## Exercise instructions
Output all of the records exactly as written.
___ Task data ___
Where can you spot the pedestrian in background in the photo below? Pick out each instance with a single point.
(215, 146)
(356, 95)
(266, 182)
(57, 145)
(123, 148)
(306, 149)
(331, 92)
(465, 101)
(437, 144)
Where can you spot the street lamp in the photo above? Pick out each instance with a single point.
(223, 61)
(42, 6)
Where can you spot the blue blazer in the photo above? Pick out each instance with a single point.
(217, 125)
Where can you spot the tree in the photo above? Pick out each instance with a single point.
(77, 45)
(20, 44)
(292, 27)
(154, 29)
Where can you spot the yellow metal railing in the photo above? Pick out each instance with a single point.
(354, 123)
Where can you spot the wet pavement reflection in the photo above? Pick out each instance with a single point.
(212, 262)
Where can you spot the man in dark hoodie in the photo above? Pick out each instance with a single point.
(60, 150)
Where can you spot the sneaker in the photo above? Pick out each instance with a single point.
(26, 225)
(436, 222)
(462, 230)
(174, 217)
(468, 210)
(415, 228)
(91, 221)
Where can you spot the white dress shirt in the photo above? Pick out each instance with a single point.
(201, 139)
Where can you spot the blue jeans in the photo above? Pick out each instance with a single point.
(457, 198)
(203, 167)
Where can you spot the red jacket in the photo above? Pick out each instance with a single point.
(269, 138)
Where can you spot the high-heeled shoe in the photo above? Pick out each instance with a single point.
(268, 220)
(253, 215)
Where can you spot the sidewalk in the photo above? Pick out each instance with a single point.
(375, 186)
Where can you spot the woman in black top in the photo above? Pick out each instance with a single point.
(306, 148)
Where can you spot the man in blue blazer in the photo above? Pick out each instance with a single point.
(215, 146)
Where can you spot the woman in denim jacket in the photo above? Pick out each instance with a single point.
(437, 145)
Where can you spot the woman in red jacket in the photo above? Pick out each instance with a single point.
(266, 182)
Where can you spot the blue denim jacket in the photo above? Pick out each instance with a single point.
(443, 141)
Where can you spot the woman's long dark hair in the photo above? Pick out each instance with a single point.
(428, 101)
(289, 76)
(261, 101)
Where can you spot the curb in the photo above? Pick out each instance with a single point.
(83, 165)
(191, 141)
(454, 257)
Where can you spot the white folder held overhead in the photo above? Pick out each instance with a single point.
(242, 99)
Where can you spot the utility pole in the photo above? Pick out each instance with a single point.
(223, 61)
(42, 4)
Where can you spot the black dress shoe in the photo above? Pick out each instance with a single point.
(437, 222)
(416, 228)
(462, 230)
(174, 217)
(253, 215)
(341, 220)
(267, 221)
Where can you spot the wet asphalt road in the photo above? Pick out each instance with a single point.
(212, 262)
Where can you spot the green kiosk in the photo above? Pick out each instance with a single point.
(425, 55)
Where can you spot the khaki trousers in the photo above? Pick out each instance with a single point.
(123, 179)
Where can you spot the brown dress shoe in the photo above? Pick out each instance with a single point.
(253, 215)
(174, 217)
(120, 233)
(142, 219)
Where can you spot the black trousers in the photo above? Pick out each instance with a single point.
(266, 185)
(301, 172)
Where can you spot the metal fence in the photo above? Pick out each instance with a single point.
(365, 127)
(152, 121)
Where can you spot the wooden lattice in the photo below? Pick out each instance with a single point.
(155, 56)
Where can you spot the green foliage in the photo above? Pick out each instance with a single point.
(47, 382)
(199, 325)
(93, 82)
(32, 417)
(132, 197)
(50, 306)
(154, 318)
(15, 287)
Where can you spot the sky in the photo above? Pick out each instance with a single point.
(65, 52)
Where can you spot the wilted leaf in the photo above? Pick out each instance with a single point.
___
## Answer to the task
Where can you spot the pedestrian in background in the photo below? Pick out each instance with a single point.
(215, 146)
(356, 95)
(266, 182)
(57, 145)
(123, 148)
(306, 149)
(331, 92)
(465, 101)
(437, 144)
Where can you spot the street lamp in the photo above? Pick out each instance with a single point.
(223, 61)
(42, 6)
Where can you spot the blue blazer in the photo above? Pick out each instance with a single point.
(217, 125)
Where can you spot the tree in the photo above? Pick out each instance with a single point.
(77, 45)
(20, 44)
(292, 27)
(154, 29)
Where can you spot the yellow metal railing in the photo above? Pick out each instance with a single point.
(354, 123)
Where can you spot the wet pavement reflection in the photo above? Pick out each instance with a single point.
(212, 262)
Where can you spot the man in dark hoodie in the photo above? Pick out each instance with a single point.
(60, 150)
Where can you spot the sneaker in the photo above? Pick out each instance with a single point.
(26, 225)
(436, 222)
(462, 230)
(174, 217)
(468, 210)
(415, 228)
(91, 221)
Where can you spot the white dress shirt in the photo above? Pick out each instance with a single point.
(201, 139)
Where can you spot the blue jeans in the photo above? Pick out each instance with a single point.
(457, 198)
(203, 167)
Where can you spot the red jacket in the photo above? Pick out each instance with a single point.
(269, 138)
Where can you spot the high-heeled shoe in the photo above? Pick out each instance with a single point.
(268, 220)
(253, 215)
Where can you spot the sidewalk in the photo above? Pick out each instance with a single point.
(375, 186)
Where can you spot the woman in black top in the photo above? Pick out each instance with a single point.
(306, 148)
Where can you spot the man in blue blazer in the photo above? Pick out each instance with a single point.
(215, 146)
Where can you spot the woman in denim jacket in the photo above? Pick out each instance with a single point.
(437, 145)
Where can you spot the woman in red jacket in the photo above? Pick out each instance with a single point.
(266, 182)
Where can you spot the blue denim jacket in the photo above? Pick out each instance with a single point.
(443, 141)
Where can you spot the woman's long dark hair in the photo above? Pick out each instance with a single point.
(428, 101)
(289, 76)
(261, 101)
Where can you spot the curb in the photo above? Pick out each instance with a single point.
(83, 165)
(191, 141)
(454, 257)
Where can you spot the white folder held overhead in the photo above? Pick out each instance with a single point.
(242, 99)
Where can you spot the utility pole in the photo above? Pick out each instance with a single point.
(223, 61)
(42, 4)
Where can you spot the black dress shoe in the photo above? Pick out each instance with a single point.
(437, 222)
(416, 228)
(462, 230)
(174, 217)
(253, 215)
(341, 220)
(267, 221)
Where can you spot the wet asphalt road in the photo above? Pick out each instance with a single point.
(212, 262)
Where can you spot the green kiosk in the photo above? Pick out each instance with a single point.
(425, 55)
Where can you spot the khaki trousers in the photo above? Pick out each instance with a single point.
(123, 179)
Where can you spot the brown dress shoe in the photo above? Pick out each instance with a single point.
(253, 215)
(174, 217)
(120, 233)
(142, 219)
Where can you spot the black trousers in the photo above? Pick out each instance with a single point.
(266, 185)
(301, 172)
Where can you spot the metal fence in the photo above? Pick out each instance with a single point.
(365, 127)
(152, 121)
Where can you spot the wooden lattice in the photo below? Pick out each instance with a single point.
(155, 56)
Where can you spot the green foliage in the photo above? Pick out each instance with a single point.
(47, 382)
(199, 325)
(93, 82)
(32, 417)
(132, 197)
(50, 306)
(154, 318)
(15, 287)
Where can you spot the sky in the photo above? Pick out each instance with a single point.
(65, 52)
Where can you spot the wilted leaf in the photo above? Pick out each instance with a single point.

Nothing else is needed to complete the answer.